O outro: Borges e a psicanálise

borges

Publicado em Percurso. Revista de Psicanálise – Ano X – nº 20 – Págs. 155-156

Primeiro semestre de 1998

Por Marilúcia Mello Meireles

Psicanalista

 

Durante a premiação do Goethe-Preis, Freud aos 74 anos de idade volta a assina­lar, através de uma carta lida por sua filha Anna, os vínculos entre a psicanálise e a literatura enfatizando sobretudo que, antes de a psicanálise se constituir, a literatura já gravitava sobre ela.

 

Sabemos o quanto Shakespeare, Ibsen, Goethe, Sófocles, Schiller, Kleist, Dostoievski e outros foram decisivos na trajetória freudiana em direção ao inapreensível, ao estranho, ao inverossímil, ao desgarrado, ao sem sentido. Não é por acaso que seu primeiro livro é dedicado ao estudo sobre a afasia, se­guindo-se muitos outros sobre o tema. Em todos eles, encontramos sua visão audaz sobre a natureza da produção literária e que demonstra claramente que a apreensão definitiva de um texto literário é ilusória.

Material extraído
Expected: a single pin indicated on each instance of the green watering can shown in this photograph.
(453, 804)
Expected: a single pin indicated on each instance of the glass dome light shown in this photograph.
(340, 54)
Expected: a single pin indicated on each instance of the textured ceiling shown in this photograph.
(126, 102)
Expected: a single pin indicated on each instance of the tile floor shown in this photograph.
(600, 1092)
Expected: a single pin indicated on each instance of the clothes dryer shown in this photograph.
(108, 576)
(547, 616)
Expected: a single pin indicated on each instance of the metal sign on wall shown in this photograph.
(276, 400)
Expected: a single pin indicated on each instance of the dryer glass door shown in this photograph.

Tarefa
Transcreva a passagem do texto sobre psicanálise e literatura que começa em "Primeiro semestre de" e vai até "literário é ilusória.".

Resposta esperada
Primeiro semestre de 1998

Por Marilúcia Mello Meireles

Psicanalista

 

Durante a premiação do Goethe-Preis, Freud aos 74 anos de idade volta a assina­lar, através de uma carta lida por sua filha Anna, os vínculos entre a psicanálise e a literatura enfatizando sobretudo que, antes de a psicanálise se constituir, a literatura já gravitava sobre ela.

 

Sabemos o quanto Shakespeare, Ibsen, Goethe, Sófocles, Schiller, Kleist, Dostoievski e outros foram decisivos na trajetória freudiana em direção ao inapreensível, ao estranho, ao inverossímil, ao desgarrado, ao sem sentido. Não é por acaso que seu primeiro livro é dedicado ao estudo sobre a afasia, se­guindo-se muitos outros sobre o tema. Em todos eles, encontramos sua visão audaz sobre a natureza da produção literária e que demonstra claramente que a apreensão definitiva de um texto literário é ilusória.